[Supplied material]

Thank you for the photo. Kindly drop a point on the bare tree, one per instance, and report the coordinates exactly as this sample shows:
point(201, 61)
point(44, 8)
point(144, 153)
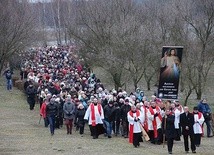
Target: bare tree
point(16, 28)
point(199, 16)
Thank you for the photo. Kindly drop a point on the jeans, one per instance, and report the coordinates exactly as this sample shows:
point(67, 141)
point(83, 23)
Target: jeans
point(51, 120)
point(186, 142)
point(108, 126)
point(208, 127)
point(9, 84)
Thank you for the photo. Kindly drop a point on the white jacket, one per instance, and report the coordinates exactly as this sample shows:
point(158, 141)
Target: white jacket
point(98, 117)
point(177, 118)
point(197, 127)
point(151, 118)
point(136, 128)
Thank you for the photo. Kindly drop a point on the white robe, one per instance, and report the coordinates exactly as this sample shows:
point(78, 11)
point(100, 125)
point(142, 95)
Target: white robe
point(197, 127)
point(98, 117)
point(136, 128)
point(151, 118)
point(177, 118)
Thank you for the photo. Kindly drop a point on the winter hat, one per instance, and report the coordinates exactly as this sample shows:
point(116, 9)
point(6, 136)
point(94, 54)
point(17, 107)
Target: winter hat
point(195, 108)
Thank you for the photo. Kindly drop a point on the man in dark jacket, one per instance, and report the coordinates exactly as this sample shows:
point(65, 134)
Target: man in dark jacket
point(168, 129)
point(187, 122)
point(8, 76)
point(79, 118)
point(31, 92)
point(204, 108)
point(116, 123)
point(51, 112)
point(124, 110)
point(69, 114)
point(109, 117)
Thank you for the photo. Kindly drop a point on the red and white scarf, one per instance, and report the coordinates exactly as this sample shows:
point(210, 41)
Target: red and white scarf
point(154, 122)
point(131, 126)
point(93, 113)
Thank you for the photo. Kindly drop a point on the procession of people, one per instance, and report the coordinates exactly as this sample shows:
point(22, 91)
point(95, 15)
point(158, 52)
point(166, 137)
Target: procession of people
point(68, 93)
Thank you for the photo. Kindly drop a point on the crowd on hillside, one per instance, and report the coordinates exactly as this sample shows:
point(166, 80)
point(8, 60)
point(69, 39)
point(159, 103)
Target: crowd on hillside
point(68, 93)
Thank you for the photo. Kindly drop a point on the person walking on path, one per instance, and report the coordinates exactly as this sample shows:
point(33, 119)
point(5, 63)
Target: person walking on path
point(69, 114)
point(187, 122)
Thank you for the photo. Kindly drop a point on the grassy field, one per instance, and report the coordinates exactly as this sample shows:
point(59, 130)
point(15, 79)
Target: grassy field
point(208, 93)
point(21, 133)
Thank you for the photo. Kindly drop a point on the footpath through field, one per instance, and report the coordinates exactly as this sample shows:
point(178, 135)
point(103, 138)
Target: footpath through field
point(21, 133)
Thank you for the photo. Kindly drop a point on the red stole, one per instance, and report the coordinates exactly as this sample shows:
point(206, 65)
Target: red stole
point(154, 122)
point(131, 126)
point(145, 125)
point(93, 113)
point(199, 117)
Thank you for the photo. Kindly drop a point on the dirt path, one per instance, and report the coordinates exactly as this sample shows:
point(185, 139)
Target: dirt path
point(20, 133)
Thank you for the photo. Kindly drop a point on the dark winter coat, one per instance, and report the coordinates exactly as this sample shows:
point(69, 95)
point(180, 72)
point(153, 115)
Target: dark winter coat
point(31, 92)
point(109, 113)
point(51, 109)
point(170, 127)
point(69, 110)
point(117, 113)
point(124, 110)
point(187, 120)
point(79, 118)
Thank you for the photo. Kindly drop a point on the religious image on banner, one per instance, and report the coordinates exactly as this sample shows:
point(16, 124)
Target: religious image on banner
point(170, 72)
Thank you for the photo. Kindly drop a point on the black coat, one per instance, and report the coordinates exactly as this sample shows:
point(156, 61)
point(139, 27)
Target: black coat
point(170, 127)
point(124, 110)
point(117, 113)
point(51, 109)
point(187, 120)
point(79, 119)
point(109, 113)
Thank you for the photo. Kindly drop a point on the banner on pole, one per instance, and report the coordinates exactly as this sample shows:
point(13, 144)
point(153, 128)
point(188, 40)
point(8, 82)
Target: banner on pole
point(170, 72)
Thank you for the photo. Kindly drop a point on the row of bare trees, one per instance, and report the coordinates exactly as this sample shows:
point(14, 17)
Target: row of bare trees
point(124, 37)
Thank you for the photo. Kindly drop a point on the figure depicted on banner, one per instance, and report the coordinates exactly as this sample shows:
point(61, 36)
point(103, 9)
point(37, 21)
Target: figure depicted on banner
point(170, 64)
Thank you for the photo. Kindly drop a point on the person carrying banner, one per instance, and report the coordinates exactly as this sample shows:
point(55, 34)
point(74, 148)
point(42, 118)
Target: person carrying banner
point(187, 122)
point(197, 127)
point(171, 63)
point(135, 119)
point(168, 128)
point(95, 116)
point(204, 108)
point(154, 123)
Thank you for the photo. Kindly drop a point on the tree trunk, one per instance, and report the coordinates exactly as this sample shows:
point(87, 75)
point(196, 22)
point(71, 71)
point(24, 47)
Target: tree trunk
point(199, 88)
point(187, 96)
point(148, 83)
point(117, 80)
point(135, 83)
point(1, 65)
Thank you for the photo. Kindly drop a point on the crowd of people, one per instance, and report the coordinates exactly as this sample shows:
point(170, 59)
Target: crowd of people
point(69, 94)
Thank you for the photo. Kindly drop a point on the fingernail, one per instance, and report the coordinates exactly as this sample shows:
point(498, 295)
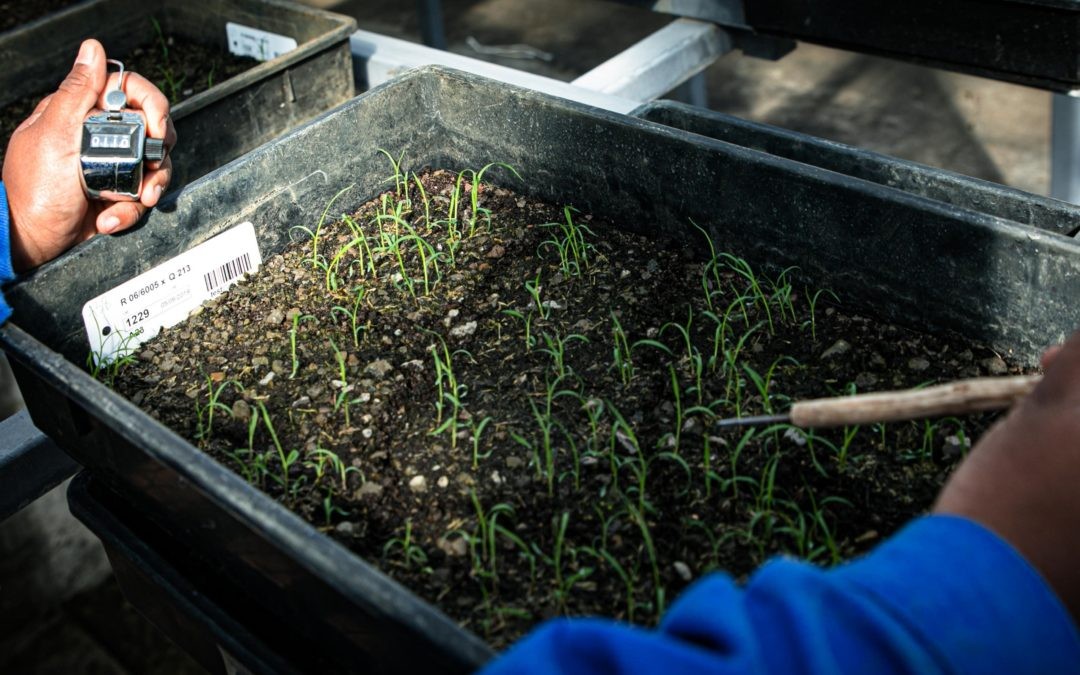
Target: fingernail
point(85, 54)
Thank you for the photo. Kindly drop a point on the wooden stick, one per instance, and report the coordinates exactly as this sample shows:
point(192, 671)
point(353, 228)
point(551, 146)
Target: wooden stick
point(958, 397)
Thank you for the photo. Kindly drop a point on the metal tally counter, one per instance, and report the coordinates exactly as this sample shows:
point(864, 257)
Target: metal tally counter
point(115, 146)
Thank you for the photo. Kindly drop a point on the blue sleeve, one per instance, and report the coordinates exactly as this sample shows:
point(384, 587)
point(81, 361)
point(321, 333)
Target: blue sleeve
point(7, 272)
point(944, 595)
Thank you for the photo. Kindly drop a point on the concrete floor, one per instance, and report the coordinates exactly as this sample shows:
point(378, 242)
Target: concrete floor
point(981, 127)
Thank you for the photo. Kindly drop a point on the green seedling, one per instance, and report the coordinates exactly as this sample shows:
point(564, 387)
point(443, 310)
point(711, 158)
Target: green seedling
point(622, 356)
point(352, 315)
point(534, 287)
point(286, 459)
point(474, 196)
point(556, 349)
point(448, 390)
point(292, 340)
point(409, 552)
point(569, 244)
point(204, 414)
point(477, 429)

[/Supplied material]

Action item
Return the listing above word for word. Keep the images out.

Task result
Thank you for the photo. Kindly drop a point on the bare tree, one per instance, and report the coordinates exactly as this sample shows:
point(201, 61)
point(44, 8)
point(144, 153)
Target: bare tree
point(16, 28)
point(199, 16)
Thank you for the photo. Kindly drop a point on the jeans, one per instance, and report the coordinates exactly as this sample shows:
point(67, 141)
point(83, 23)
Target: jeans
point(51, 120)
point(186, 142)
point(108, 126)
point(208, 127)
point(9, 84)
Thank you for the photo. Kindly drop a point on the white jacket, one per instance, and report the coordinates exactly as this sample shows:
point(158, 141)
Target: white jacket
point(98, 117)
point(177, 118)
point(197, 127)
point(151, 118)
point(136, 128)
Thank you for the photo. Kindly drop a point on the white robe, one per instance, and report the coordinates exactly as this sample shows:
point(78, 11)
point(100, 125)
point(142, 95)
Target: white robe
point(197, 127)
point(98, 117)
point(136, 128)
point(151, 118)
point(177, 118)
Thank you for the photo. Kindly drop a point on the winter hat, one per instance, and report the coordinates exactly as this sample shows:
point(116, 9)
point(6, 136)
point(94, 54)
point(17, 107)
Target: winter hat
point(195, 108)
Thank you for the photo. Kindly drop a point on the man in dark jacket, one per instance, and report the coordinates exactly as this sample shows:
point(65, 134)
Target: man in dark jacket
point(168, 129)
point(187, 122)
point(8, 76)
point(79, 118)
point(31, 92)
point(204, 108)
point(116, 123)
point(51, 112)
point(124, 110)
point(69, 114)
point(109, 117)
Thank you for the photo. Kindly drop a point on the red and white scarf, one per instance, and report the coordinates exactly as this sample shows:
point(210, 41)
Target: red and white scarf
point(154, 122)
point(131, 126)
point(93, 113)
Thank you for the photo. Kindly drop a point on the procession of people, one per instance, and report the coordinates exactly as this sample shows:
point(22, 91)
point(95, 15)
point(158, 52)
point(166, 137)
Target: procession of people
point(68, 93)
Thank you for the photo. Kindly drop a point on the crowd on hillside, one per instance, and report the coordinates exactly as this sample shows:
point(166, 80)
point(8, 60)
point(69, 39)
point(159, 103)
Target: crowd on hillside
point(68, 93)
Thank you for the photo. Kindly drop a point on the person walking on path, one per instance, and report the coordinates exactly as this sample shows:
point(33, 119)
point(5, 63)
Target: person walking on path
point(69, 114)
point(187, 122)
Thank you for the photo. Kindly drop a point on the grassy field, one per instance, and report the coordinates exactly as this sample shows:
point(59, 130)
point(15, 79)
Target: grassy field
point(208, 93)
point(21, 133)
Thank you for the photo. Kindly drop a point on the footpath through field, one per instance, and report the coordinates exactly as this sample shows:
point(178, 135)
point(103, 138)
Target: footpath through field
point(21, 133)
Thank you for the photo. Kindly drop a point on the red stole, one per instance, and report the coordinates exactly as this sample shows:
point(206, 65)
Target: red stole
point(154, 122)
point(131, 126)
point(145, 125)
point(93, 113)
point(199, 117)
Thank you for the photo. Kindly drop a point on the dirt path, one per instance, and report the coordinates exactly as this sample shows:
point(185, 139)
Target: dirt path
point(20, 133)
Thank you for the photo. Kindly drop a point on the dark winter coat, one per instance, and report the coordinates exactly as this sample shows:
point(69, 95)
point(180, 72)
point(153, 115)
Target: dark winter coat
point(31, 92)
point(109, 113)
point(51, 109)
point(170, 127)
point(69, 110)
point(117, 113)
point(124, 110)
point(187, 120)
point(79, 118)
Thank you for the photo. Kindly drop a point on the religious image on banner, one per instance, and report the coordinates exactly as this sample shows:
point(16, 124)
Target: religious image on banner
point(170, 72)
Thank you for the photo. Kindly drop a point on the black coat, one per instance, and report the coordinates exactly as this sample shows:
point(156, 61)
point(139, 27)
Target: black coat
point(170, 127)
point(124, 110)
point(117, 113)
point(51, 109)
point(187, 120)
point(79, 119)
point(109, 113)
Thank you for the photo. Kindly drop a point on the banner on pole, one per instance, and report the coordinates exactly as this sample shows:
point(13, 144)
point(153, 128)
point(188, 40)
point(8, 82)
Target: banner on pole
point(170, 72)
Thank you for the photo. Kindly drop a point on the row of bare trees, one per instance, and report the coordinates exactly as this sample shows:
point(14, 17)
Target: row of bare trees
point(124, 37)
Thank you for the photo. Kindly drop a point on the figure depicted on banner, one per instance, and report the coordinates exactly as this sample shows:
point(61, 36)
point(103, 9)
point(37, 21)
Target: figure depicted on banner
point(170, 64)
Thank you for the photo. Kindly drop a point on the person carrying banner, one per instance, and report the coordinates exactly as this sample shows:
point(55, 34)
point(74, 148)
point(42, 118)
Target: person carrying banner
point(187, 122)
point(197, 127)
point(171, 63)
point(135, 119)
point(168, 128)
point(95, 116)
point(204, 108)
point(154, 123)
Thank you for the photo. Kindly drop a point on the tree trunk, one per instance, and report the coordinates exactly as this sample shows:
point(87, 75)
point(196, 22)
point(71, 71)
point(24, 47)
Target: tree trunk
point(199, 88)
point(187, 96)
point(148, 83)
point(117, 80)
point(135, 83)
point(1, 65)
Thank you for the photo. Kindly drop a point on the crowd of people, one per instance, and report the coordinates exactly as this sample shows:
point(170, 59)
Target: crowd of people
point(69, 94)
Thank you for the photo. Kindly drop a point on the fingernail, one per instance, and report the coordinates exactly as this sample shows:
point(498, 295)
Target: fingernail
point(85, 54)
Thank you for the photo. Kindly drop a point on the wooden stick, one per instance, and report the coordinates exactly as this sample shows:
point(192, 671)
point(353, 228)
point(551, 146)
Target: wooden stick
point(958, 397)
Thank you for the photo. Kindly drop a point on the metal tally counter, one per instance, and report the coordinates exactly as this sample shows:
point(864, 257)
Target: metal tally counter
point(115, 146)
Thank you for the photo. Kindly drop a point on the blue sleeve, one per instance, and report the coordinates exactly as this sample shows:
point(384, 587)
point(81, 361)
point(321, 333)
Target: blue sleeve
point(7, 272)
point(944, 595)
Thank you for the photo. Kindly drop a point on the concrete floor, one per instance, and report the coordinates exactly as this sample shows:
point(378, 242)
Target: concrete floor
point(981, 127)
Thank you for the photo. Kindly drop a point on the green seedling, one per instance, and report the coordinates exactly as this sample shows:
point(564, 387)
point(443, 310)
point(711, 158)
Target: green seedling
point(622, 356)
point(352, 315)
point(534, 287)
point(286, 459)
point(474, 196)
point(556, 349)
point(448, 390)
point(292, 340)
point(409, 552)
point(569, 244)
point(204, 414)
point(477, 429)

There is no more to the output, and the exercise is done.